## [What you will do]
Write out everything in the material from the line containing "This sports frame needs annotation. Where is the metal stair" down to the line containing "[980,47,1118,170]", both included, keeping the requests as they are. Multiply every bounding-box coordinate in the answers by 1.3 and round each result to a whole number, with halves rounded up.

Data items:
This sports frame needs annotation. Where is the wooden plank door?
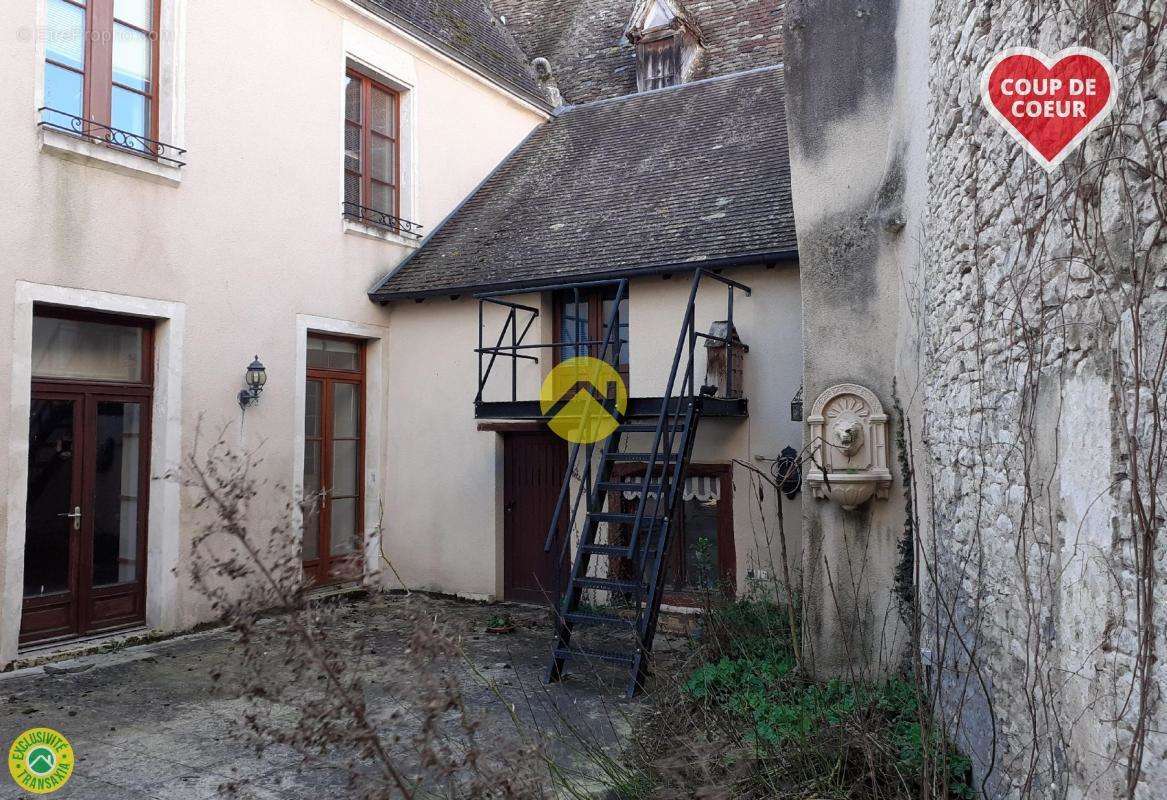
[503,431,567,604]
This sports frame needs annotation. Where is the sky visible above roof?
[371,68,797,301]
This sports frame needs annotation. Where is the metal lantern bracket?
[239,356,267,409]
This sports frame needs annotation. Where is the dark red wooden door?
[503,431,567,603]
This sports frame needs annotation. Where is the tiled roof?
[371,68,797,301]
[355,0,547,105]
[492,0,785,103]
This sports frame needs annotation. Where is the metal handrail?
[543,280,628,564]
[475,269,753,606]
[341,201,425,239]
[36,106,187,167]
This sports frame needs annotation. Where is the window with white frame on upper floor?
[344,69,419,236]
[624,0,701,92]
[41,0,182,164]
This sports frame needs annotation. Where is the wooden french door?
[303,336,365,585]
[503,431,567,604]
[20,313,152,644]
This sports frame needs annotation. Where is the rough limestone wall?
[911,0,1167,799]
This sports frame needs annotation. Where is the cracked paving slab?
[0,595,677,800]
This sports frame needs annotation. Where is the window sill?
[341,217,421,250]
[41,127,182,187]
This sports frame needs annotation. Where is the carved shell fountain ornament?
[806,384,892,511]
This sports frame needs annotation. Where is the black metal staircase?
[546,269,750,697]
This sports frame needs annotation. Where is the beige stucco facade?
[384,265,803,598]
[0,0,546,664]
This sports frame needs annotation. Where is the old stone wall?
[901,0,1167,798]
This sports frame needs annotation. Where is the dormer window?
[636,35,680,92]
[624,0,701,92]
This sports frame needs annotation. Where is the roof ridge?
[554,62,784,117]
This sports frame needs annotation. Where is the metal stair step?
[588,511,664,528]
[564,611,636,626]
[555,647,636,666]
[575,577,642,591]
[595,480,661,494]
[580,545,633,559]
[607,452,680,464]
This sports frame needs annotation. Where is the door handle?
[57,506,81,531]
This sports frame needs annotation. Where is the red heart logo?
[980,47,1118,170]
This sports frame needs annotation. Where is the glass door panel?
[25,398,81,599]
[328,381,361,564]
[91,401,142,588]
[302,380,324,561]
[303,335,364,583]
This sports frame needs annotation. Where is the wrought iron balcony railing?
[343,201,425,239]
[39,106,187,167]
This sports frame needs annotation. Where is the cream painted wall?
[0,0,545,664]
[384,267,803,598]
[629,266,803,589]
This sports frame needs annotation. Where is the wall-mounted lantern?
[239,356,267,408]
[705,320,749,400]
[790,386,803,422]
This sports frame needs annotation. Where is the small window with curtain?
[344,70,410,231]
[41,0,165,157]
[554,287,629,386]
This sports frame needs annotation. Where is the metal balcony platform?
[474,398,749,422]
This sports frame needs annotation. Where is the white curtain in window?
[624,476,721,503]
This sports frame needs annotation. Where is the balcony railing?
[474,269,750,420]
[343,201,425,239]
[39,106,187,167]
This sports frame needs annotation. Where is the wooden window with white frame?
[42,0,162,152]
[344,69,401,230]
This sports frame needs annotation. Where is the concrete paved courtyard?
[0,596,669,800]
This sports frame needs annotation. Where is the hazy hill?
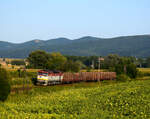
[0,35,150,58]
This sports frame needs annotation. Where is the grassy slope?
[0,80,150,119]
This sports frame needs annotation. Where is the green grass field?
[0,80,150,119]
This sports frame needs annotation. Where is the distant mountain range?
[0,35,150,58]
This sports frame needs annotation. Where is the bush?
[116,74,131,81]
[31,78,37,85]
[0,68,10,101]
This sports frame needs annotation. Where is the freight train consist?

## [Exercise solution]
This sports frame needs annotation. Where is the metal stair step?
[764,664,863,686]
[733,794,827,814]
[722,841,827,866]
[748,750,835,768]
[774,624,859,642]
[754,709,823,727]
[789,588,884,603]
This sports frame needs annotation. Where is the door handle?
[74,658,105,690]
This sports frame needs annotation. Where is the red heart logo?
[1274,61,1453,221]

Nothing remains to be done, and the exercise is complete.